===== The records =====

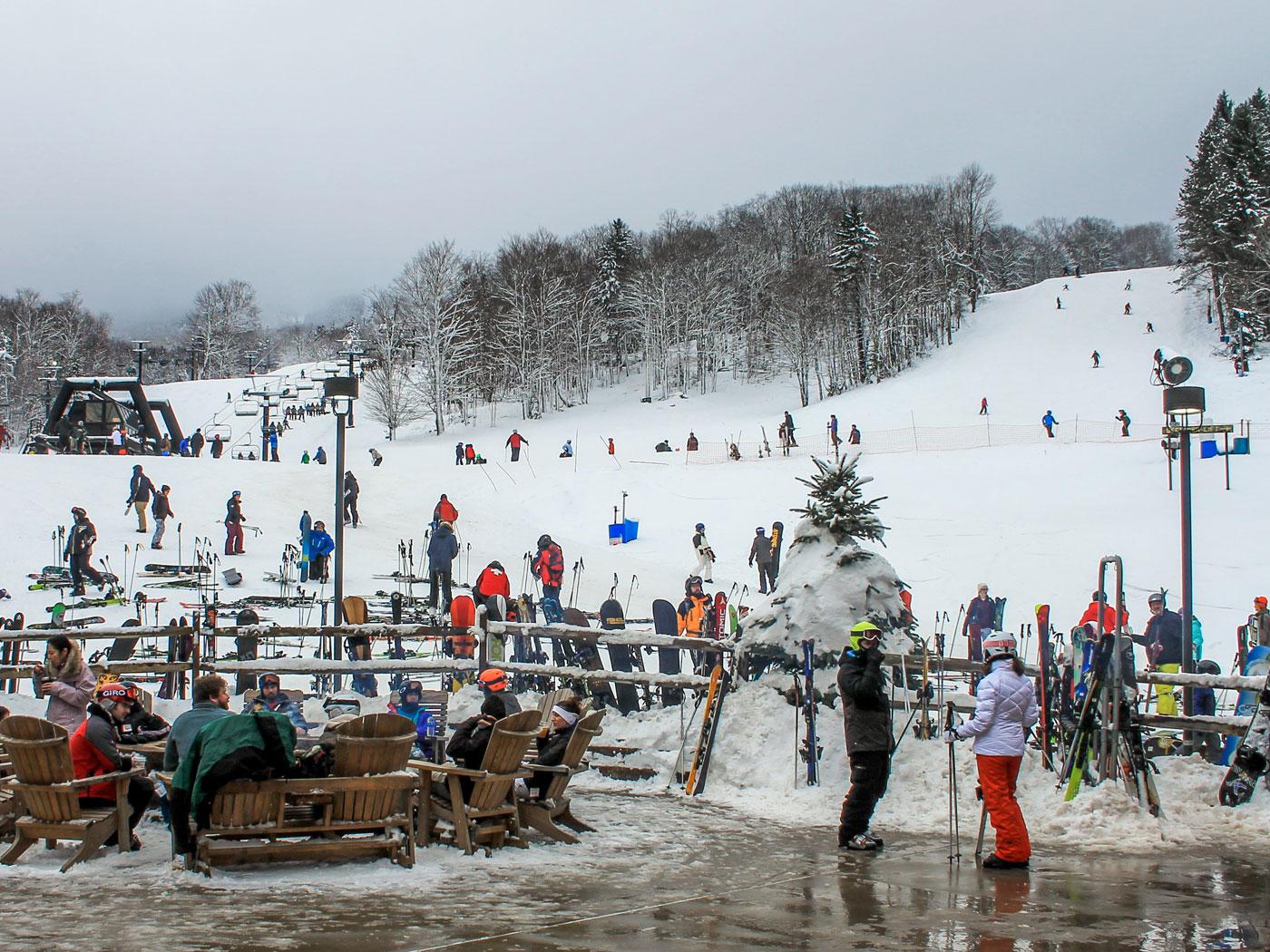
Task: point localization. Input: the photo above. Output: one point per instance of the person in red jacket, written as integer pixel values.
(1091, 615)
(444, 511)
(492, 581)
(94, 753)
(549, 567)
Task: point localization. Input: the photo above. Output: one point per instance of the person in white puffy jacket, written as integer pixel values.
(1005, 710)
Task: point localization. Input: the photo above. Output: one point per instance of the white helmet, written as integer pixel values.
(1000, 644)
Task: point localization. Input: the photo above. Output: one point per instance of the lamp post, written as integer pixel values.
(342, 391)
(1184, 408)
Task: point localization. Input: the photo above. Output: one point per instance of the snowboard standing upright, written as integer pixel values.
(1251, 758)
(612, 618)
(666, 621)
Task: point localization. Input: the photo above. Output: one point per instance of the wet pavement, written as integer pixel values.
(663, 873)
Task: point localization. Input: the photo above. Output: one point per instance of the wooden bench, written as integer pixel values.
(488, 816)
(365, 810)
(47, 793)
(549, 811)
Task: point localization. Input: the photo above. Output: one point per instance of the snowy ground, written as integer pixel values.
(1031, 520)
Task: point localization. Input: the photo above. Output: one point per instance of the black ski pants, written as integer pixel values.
(444, 579)
(869, 773)
(82, 565)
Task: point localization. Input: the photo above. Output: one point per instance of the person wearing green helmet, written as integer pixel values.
(866, 723)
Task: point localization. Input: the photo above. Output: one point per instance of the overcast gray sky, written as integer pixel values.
(310, 148)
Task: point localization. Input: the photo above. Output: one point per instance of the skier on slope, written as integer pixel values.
(705, 555)
(516, 441)
(761, 552)
(549, 568)
(981, 616)
(1005, 711)
(866, 723)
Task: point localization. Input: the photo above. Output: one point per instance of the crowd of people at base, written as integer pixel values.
(105, 719)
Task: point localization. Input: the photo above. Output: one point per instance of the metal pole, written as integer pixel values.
(339, 518)
(1187, 580)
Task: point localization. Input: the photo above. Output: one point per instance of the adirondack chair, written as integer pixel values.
(552, 808)
(488, 818)
(371, 791)
(47, 792)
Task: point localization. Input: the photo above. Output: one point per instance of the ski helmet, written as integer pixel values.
(1000, 644)
(861, 632)
(343, 702)
(493, 679)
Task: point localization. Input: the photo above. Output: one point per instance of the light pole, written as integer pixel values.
(342, 391)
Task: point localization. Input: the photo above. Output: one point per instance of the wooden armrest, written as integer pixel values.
(108, 777)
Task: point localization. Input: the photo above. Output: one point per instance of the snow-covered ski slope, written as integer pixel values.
(1031, 520)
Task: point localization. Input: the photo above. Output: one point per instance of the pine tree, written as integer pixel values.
(837, 503)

=====

Transcribe the records above verbatim. Do not carry over any picture.

Task: point localization. Input: the photo above. Output: one point per instance of the person in red jacket, written as integer pixel values.
(1091, 615)
(444, 511)
(492, 581)
(94, 753)
(549, 567)
Task: point localization. Input: the photo above. Output: one point per instance of the person in white puffy jacket, written as integer pixel values.
(1005, 710)
Task: point localization. Input: the photo above. Output: one point per instance of the white helmet, written as integer pixel values.
(1000, 644)
Task: point localization. Input: the photo above. Output: one point per instance of the lamp post, written as integer pixel values.
(342, 391)
(1184, 408)
Task: point localization. Input: the photo above. Output: one point per instance of the snowboard standing upright, written as integer pixel values.
(1251, 758)
(612, 618)
(666, 621)
Task: point localization. Input: the photo above. Output: one point per instance of the wet pavement, written as integer pixel values.
(663, 873)
Task: point localization. Input: the photo above. Output: one point per instance of the wooden bench, written as integer pixel values.
(488, 816)
(365, 810)
(47, 793)
(549, 811)
Task: point localization. Input: the photo above. Output: one point per instance of the snowy ground, written as integer pixel values.
(1031, 520)
Task: point localization. Input: the photo above. Output: one point per instance of the black ski pants, written as integer pixel values.
(444, 579)
(869, 773)
(82, 565)
Task: point localization. Input: the photo above. Output: one point per instance of the person wearing green helmet, written as integer pixel values.
(866, 723)
Task: point localization. Input: the photo above. Output: one point per instance of the overcast gray sky, written as integer pixel values.
(310, 148)
Task: point localization. Input: the photo above. Output: one point per instance of the skier on slope, written as integer pixel values.
(705, 555)
(516, 441)
(761, 552)
(549, 568)
(981, 616)
(1005, 711)
(866, 723)
Task: point localization. Input: the photo above. Output: one point per instance of the crowd of people at base, written as integer pixel values.
(105, 719)
Task: point localization. Input: the photo above. Output: one point per instance of the metal pole, written as integer pixel values.
(339, 518)
(1187, 580)
Task: point localization. Input: the photo above. Output: one point per instance of the adirondack chair, written as integer pixel values.
(552, 808)
(488, 818)
(371, 791)
(47, 792)
Task: point localization. Input: the photo above. Output: one point per instance of the ski helmet, written as integer pixel values.
(1000, 644)
(861, 632)
(343, 702)
(493, 679)
Task: point localization. Input: the photo above. Output: one point per instance of the light pole, written as integer pixel values.
(342, 391)
Task: point localization. Input: the photo above. Output: one point per instance of the wooden armrest, written as integer pixel values.
(108, 777)
Task: point localization. Input: the photo above. Output: one point per instance of the snow-covered ski slope, written as integer pixel values.
(1031, 520)
Task: point localization. Input: the photo above. Output: one point per instance of the pine tree, written as integer pixel values.
(837, 503)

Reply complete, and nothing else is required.